— Directions —
Quote the passage of the UK dentistry article that starts with "According to Waley-Cohen, valuations" and goes on through "challenged,’ he said.".

The UK dentistry sector is likely to see further consolidation, but valuations could fall and deals will need to be restructured to reapportion risk as the sector emerges from lockdown.
Speaking at LaingBuisson’s Dental & Covid webinar today, Portman Dental Care founder and CEO Sam Waley-Cohen said there would be a range of outcomes depending on the quality of practices, but warned that those at the bottom end could see their valuations as much as halve as the Covid-19 pandemic takes its toll on margins and investor appetite.
‘The best practices will hold up but [valuations] will come off meaningfully and that means that the very, very best practices will be talking more like [EBITDA multiples] in the high fives and low sixes. Other practices will be well below that, which is truly where the market was before the weight of capital driven by private equity came in,’ he said.
According to Waley-Cohen, valuations were beginning to dip before the pandemic as high leverage and performance issues curtailed the buy and build strategies of some of Europe’s biggest providers.
‘There are going to be winners and losers and some groups are going to come out brilliantly…but I think for the time being, the thesis that putting groups of practices together is easy-peasy and that anyone can do it is probably quite challenged,’ he said.
Waley-Cohen said Portman is one of the few large groups still active on the buy-side.
‘We know right now that the market has changed dramatically and that’s probably best exemplified by the fact that to my understanding there is no other group purchasing at the moment – some were public about that pre-corona, some have been less public about that, but that is the reality of where they are post-corona and that will have big changes in terms of the demand side,’ he said.
Ian Gordon, managing director Alpha Vitality and group NHS Lead at Riverdale Healthcare, agreed that potential buyers would be scrutinising deals more closely as the pandemic continues to pose a significant risk to practice income.
He told the webinar that buy and build would remain the mainstay of many private equity-backed dentistry businesses, but that acquisitions would need to be restructured to allow pipeline deals to go ahead.
‘Deferred income and more linking of any earn out to EBITDA may be the way forward so that if the concern for the enquirer is that the market doesn’t pick up or that costs remain high and margins are squeezed that that is built into the deal, he said. ‘Equally, from the seller’s perspective…what if it isn’t as bad as that and they are selling too low? Maybe the deal needs to be restructured so there’s an upside for those people as well and that’s the sort of approach I would like to look at – a sharing of risk and a sharing of opportunity in the deal.’
Waley-Cohen said he expected to see a shift from pre-pandemic deal terms where there had been a weakening of ancillary clauses to a position where deferred consideration is used to share performance risk.
‘In terms of Portman, we are very long-term players…we see ourselves being here for at least another decade, so we are very active in the market. We’ve always looked to bring on really good practices that share a vision and are forward leaning and who want to embrace change, so I see tremendous opportunities – not necessarily in the immediate term but in the medium term,’ he said.

(Data records)
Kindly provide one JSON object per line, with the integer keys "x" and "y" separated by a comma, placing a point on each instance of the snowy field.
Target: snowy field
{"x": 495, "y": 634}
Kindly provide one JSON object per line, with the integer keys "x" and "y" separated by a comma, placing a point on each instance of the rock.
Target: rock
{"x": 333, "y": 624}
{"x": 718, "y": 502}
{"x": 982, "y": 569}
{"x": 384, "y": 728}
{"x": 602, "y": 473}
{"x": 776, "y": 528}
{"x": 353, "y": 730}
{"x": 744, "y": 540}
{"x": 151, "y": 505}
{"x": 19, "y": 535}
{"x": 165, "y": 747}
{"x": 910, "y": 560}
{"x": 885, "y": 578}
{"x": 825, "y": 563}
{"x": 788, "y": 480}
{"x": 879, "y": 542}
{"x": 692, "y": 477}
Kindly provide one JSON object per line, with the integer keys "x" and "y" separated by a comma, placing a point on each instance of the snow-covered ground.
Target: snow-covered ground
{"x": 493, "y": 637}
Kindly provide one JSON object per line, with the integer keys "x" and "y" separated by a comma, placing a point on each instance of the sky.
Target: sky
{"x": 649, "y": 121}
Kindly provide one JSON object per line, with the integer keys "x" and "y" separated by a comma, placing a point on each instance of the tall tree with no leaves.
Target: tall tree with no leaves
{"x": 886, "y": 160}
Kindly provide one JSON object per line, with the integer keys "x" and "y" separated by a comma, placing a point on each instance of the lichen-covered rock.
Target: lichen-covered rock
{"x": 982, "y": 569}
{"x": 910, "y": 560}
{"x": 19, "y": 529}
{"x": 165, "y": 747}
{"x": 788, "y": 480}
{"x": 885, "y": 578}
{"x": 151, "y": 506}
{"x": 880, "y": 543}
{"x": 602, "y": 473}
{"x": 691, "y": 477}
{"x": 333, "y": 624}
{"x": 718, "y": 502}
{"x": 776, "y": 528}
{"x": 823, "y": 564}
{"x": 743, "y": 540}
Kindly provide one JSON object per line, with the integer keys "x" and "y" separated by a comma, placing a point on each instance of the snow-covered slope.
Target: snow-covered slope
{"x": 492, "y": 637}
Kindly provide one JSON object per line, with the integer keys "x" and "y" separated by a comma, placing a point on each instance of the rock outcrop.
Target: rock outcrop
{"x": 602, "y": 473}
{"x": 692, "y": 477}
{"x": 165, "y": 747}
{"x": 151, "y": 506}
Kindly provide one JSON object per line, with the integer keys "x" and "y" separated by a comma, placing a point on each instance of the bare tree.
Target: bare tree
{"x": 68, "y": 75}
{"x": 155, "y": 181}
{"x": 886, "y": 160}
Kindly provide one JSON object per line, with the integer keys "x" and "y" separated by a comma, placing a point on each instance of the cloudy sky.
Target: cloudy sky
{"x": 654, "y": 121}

— Finished task —
According to Waley-Cohen, valuations were beginning to dip before the pandemic as high leverage and performance issues curtailed the buy and build strategies of some of Europe’s biggest providers.
‘There are going to be winners and losers and some groups are going to come out brilliantly…but I think for the time being, the thesis that putting groups of practices together is easy-peasy and that anyone can do it is probably quite challenged,’ he said.